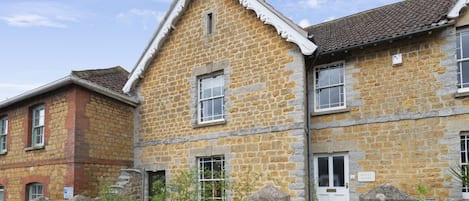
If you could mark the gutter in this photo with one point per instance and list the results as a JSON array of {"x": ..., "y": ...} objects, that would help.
[
  {"x": 438, "y": 26},
  {"x": 71, "y": 79},
  {"x": 309, "y": 147}
]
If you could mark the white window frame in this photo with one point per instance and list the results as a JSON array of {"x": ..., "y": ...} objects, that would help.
[
  {"x": 460, "y": 59},
  {"x": 316, "y": 95},
  {"x": 35, "y": 190},
  {"x": 464, "y": 156},
  {"x": 201, "y": 176},
  {"x": 200, "y": 120},
  {"x": 3, "y": 134},
  {"x": 39, "y": 126}
]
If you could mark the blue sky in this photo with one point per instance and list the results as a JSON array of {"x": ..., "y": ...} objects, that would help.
[{"x": 42, "y": 41}]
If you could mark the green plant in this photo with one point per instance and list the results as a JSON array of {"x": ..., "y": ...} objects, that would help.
[
  {"x": 422, "y": 190},
  {"x": 184, "y": 186},
  {"x": 461, "y": 173},
  {"x": 106, "y": 194},
  {"x": 160, "y": 191}
]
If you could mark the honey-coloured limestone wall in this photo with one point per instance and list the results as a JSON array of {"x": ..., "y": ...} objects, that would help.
[
  {"x": 81, "y": 128},
  {"x": 402, "y": 122},
  {"x": 264, "y": 98}
]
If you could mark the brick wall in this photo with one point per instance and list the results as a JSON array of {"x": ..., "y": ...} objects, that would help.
[
  {"x": 78, "y": 122},
  {"x": 264, "y": 98}
]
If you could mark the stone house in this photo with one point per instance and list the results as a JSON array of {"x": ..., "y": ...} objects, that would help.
[
  {"x": 374, "y": 98},
  {"x": 388, "y": 100},
  {"x": 65, "y": 136},
  {"x": 221, "y": 89}
]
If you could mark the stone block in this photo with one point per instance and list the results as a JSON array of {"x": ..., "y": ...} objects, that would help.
[{"x": 269, "y": 193}]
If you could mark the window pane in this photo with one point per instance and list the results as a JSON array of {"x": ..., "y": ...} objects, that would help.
[
  {"x": 339, "y": 177},
  {"x": 36, "y": 118},
  {"x": 463, "y": 144},
  {"x": 3, "y": 144},
  {"x": 323, "y": 98},
  {"x": 207, "y": 111},
  {"x": 217, "y": 91},
  {"x": 335, "y": 97},
  {"x": 211, "y": 98},
  {"x": 458, "y": 46},
  {"x": 218, "y": 107},
  {"x": 335, "y": 76},
  {"x": 330, "y": 86},
  {"x": 465, "y": 45},
  {"x": 207, "y": 93},
  {"x": 41, "y": 117},
  {"x": 211, "y": 178},
  {"x": 323, "y": 171}
]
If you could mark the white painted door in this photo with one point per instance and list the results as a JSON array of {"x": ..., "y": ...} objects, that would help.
[{"x": 331, "y": 174}]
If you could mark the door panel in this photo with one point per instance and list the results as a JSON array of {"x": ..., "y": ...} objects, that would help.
[{"x": 331, "y": 177}]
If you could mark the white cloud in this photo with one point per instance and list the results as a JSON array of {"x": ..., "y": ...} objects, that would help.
[
  {"x": 38, "y": 14},
  {"x": 30, "y": 20},
  {"x": 10, "y": 90},
  {"x": 18, "y": 86},
  {"x": 313, "y": 3},
  {"x": 329, "y": 19},
  {"x": 304, "y": 23},
  {"x": 144, "y": 16}
]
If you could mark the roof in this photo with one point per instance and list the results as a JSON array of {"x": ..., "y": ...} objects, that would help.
[
  {"x": 111, "y": 78},
  {"x": 106, "y": 82},
  {"x": 387, "y": 22},
  {"x": 266, "y": 13}
]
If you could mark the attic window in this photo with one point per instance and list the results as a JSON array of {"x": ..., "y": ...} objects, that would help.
[{"x": 210, "y": 23}]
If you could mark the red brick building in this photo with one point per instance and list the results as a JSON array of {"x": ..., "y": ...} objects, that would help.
[{"x": 65, "y": 135}]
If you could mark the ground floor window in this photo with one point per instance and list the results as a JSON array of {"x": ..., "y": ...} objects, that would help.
[
  {"x": 156, "y": 182},
  {"x": 35, "y": 190},
  {"x": 211, "y": 172}
]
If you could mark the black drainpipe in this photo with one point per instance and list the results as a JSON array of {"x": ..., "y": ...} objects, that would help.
[{"x": 308, "y": 126}]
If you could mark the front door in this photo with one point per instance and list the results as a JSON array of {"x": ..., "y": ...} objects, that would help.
[{"x": 331, "y": 176}]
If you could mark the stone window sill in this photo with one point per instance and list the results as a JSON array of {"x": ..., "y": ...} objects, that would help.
[
  {"x": 338, "y": 111},
  {"x": 202, "y": 125},
  {"x": 34, "y": 148}
]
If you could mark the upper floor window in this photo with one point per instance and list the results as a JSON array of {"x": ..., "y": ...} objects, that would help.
[
  {"x": 212, "y": 178},
  {"x": 209, "y": 22},
  {"x": 3, "y": 134},
  {"x": 462, "y": 52},
  {"x": 35, "y": 190},
  {"x": 211, "y": 99},
  {"x": 37, "y": 133},
  {"x": 329, "y": 87}
]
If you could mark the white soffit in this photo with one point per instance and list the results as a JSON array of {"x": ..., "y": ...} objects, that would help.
[
  {"x": 454, "y": 12},
  {"x": 287, "y": 30}
]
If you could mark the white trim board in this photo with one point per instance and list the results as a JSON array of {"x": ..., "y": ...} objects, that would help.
[
  {"x": 456, "y": 10},
  {"x": 266, "y": 13}
]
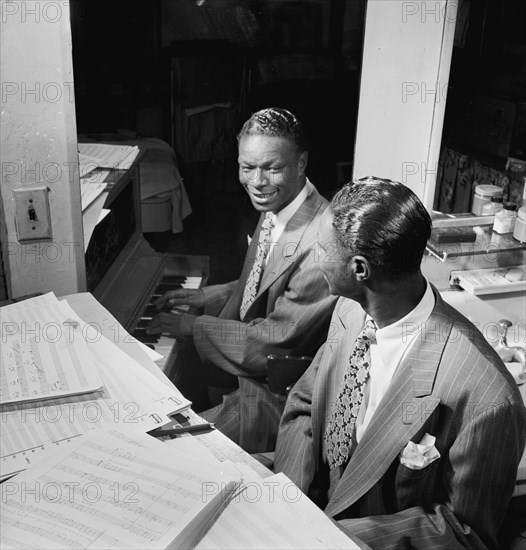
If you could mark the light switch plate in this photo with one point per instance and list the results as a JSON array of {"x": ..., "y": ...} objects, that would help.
[{"x": 32, "y": 216}]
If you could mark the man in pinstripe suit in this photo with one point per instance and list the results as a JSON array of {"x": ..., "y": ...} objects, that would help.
[
  {"x": 430, "y": 458},
  {"x": 281, "y": 302}
]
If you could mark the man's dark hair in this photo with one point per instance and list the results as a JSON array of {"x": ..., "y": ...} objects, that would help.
[
  {"x": 275, "y": 122},
  {"x": 385, "y": 222}
]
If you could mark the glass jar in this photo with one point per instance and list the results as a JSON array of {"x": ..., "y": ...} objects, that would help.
[
  {"x": 492, "y": 207},
  {"x": 482, "y": 196},
  {"x": 519, "y": 232},
  {"x": 505, "y": 219}
]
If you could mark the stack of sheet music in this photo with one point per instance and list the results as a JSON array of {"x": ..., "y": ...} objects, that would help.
[
  {"x": 121, "y": 488},
  {"x": 103, "y": 155},
  {"x": 94, "y": 477},
  {"x": 60, "y": 378}
]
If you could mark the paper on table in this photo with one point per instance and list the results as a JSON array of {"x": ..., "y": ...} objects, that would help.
[
  {"x": 131, "y": 395},
  {"x": 87, "y": 164},
  {"x": 90, "y": 217},
  {"x": 103, "y": 213},
  {"x": 36, "y": 301},
  {"x": 89, "y": 191},
  {"x": 274, "y": 513},
  {"x": 111, "y": 156},
  {"x": 112, "y": 489},
  {"x": 43, "y": 356}
]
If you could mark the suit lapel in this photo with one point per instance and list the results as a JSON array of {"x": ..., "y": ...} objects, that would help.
[
  {"x": 404, "y": 408},
  {"x": 288, "y": 245},
  {"x": 231, "y": 310}
]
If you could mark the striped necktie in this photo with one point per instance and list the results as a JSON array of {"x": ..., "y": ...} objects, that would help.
[
  {"x": 339, "y": 433},
  {"x": 252, "y": 284}
]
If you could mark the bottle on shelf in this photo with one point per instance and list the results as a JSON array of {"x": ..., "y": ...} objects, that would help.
[
  {"x": 492, "y": 207},
  {"x": 505, "y": 219}
]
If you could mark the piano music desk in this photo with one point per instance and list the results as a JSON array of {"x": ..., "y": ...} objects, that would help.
[{"x": 91, "y": 311}]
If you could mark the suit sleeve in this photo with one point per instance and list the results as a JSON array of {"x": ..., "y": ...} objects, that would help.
[
  {"x": 216, "y": 297},
  {"x": 297, "y": 325},
  {"x": 478, "y": 485},
  {"x": 294, "y": 454}
]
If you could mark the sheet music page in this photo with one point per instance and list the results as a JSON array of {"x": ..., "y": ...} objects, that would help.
[
  {"x": 111, "y": 489},
  {"x": 90, "y": 217},
  {"x": 89, "y": 191},
  {"x": 110, "y": 156},
  {"x": 274, "y": 513},
  {"x": 42, "y": 356},
  {"x": 130, "y": 395},
  {"x": 87, "y": 164},
  {"x": 37, "y": 301}
]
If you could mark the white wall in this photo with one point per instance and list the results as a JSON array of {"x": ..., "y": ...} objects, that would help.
[
  {"x": 39, "y": 144},
  {"x": 405, "y": 72}
]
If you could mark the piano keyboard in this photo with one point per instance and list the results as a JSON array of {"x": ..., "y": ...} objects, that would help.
[{"x": 162, "y": 343}]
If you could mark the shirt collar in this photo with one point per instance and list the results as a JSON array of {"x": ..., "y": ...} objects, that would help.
[
  {"x": 394, "y": 339},
  {"x": 285, "y": 214}
]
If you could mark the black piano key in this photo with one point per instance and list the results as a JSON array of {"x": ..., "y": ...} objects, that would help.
[
  {"x": 173, "y": 279},
  {"x": 162, "y": 288},
  {"x": 141, "y": 335},
  {"x": 150, "y": 311}
]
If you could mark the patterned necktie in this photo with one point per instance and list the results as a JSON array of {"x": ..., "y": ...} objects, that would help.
[
  {"x": 340, "y": 429},
  {"x": 252, "y": 284}
]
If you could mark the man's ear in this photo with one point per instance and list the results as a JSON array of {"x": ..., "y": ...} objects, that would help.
[
  {"x": 302, "y": 162},
  {"x": 361, "y": 268}
]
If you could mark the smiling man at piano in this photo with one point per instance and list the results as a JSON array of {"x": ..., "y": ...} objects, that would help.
[{"x": 281, "y": 302}]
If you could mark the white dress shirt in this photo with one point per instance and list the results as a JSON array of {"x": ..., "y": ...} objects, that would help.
[
  {"x": 282, "y": 218},
  {"x": 393, "y": 342}
]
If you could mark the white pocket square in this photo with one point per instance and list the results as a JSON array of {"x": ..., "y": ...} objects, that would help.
[{"x": 417, "y": 456}]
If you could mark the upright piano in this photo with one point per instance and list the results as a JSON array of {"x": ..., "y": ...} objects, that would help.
[{"x": 125, "y": 274}]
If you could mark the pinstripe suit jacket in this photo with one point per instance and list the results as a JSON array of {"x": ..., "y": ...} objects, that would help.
[
  {"x": 451, "y": 385},
  {"x": 290, "y": 316}
]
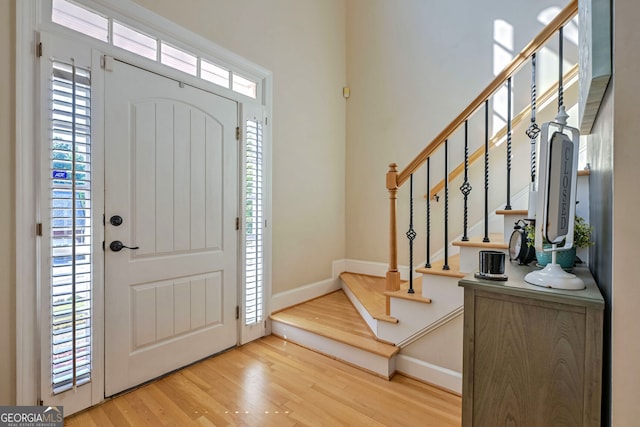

+++++

- Required work -
Find every line in the records that contains the word "brick" and copy each one out in full.

- The output -
If you could mark the brick wall in this photo with one point per instance and list the results as a JSON array of {"x": ..., "y": ...} objects, that would help.
If you could mark the red brick building in this photo with one point per instance and list the results as a JSON array of {"x": ..., "y": ...} objects, that would help.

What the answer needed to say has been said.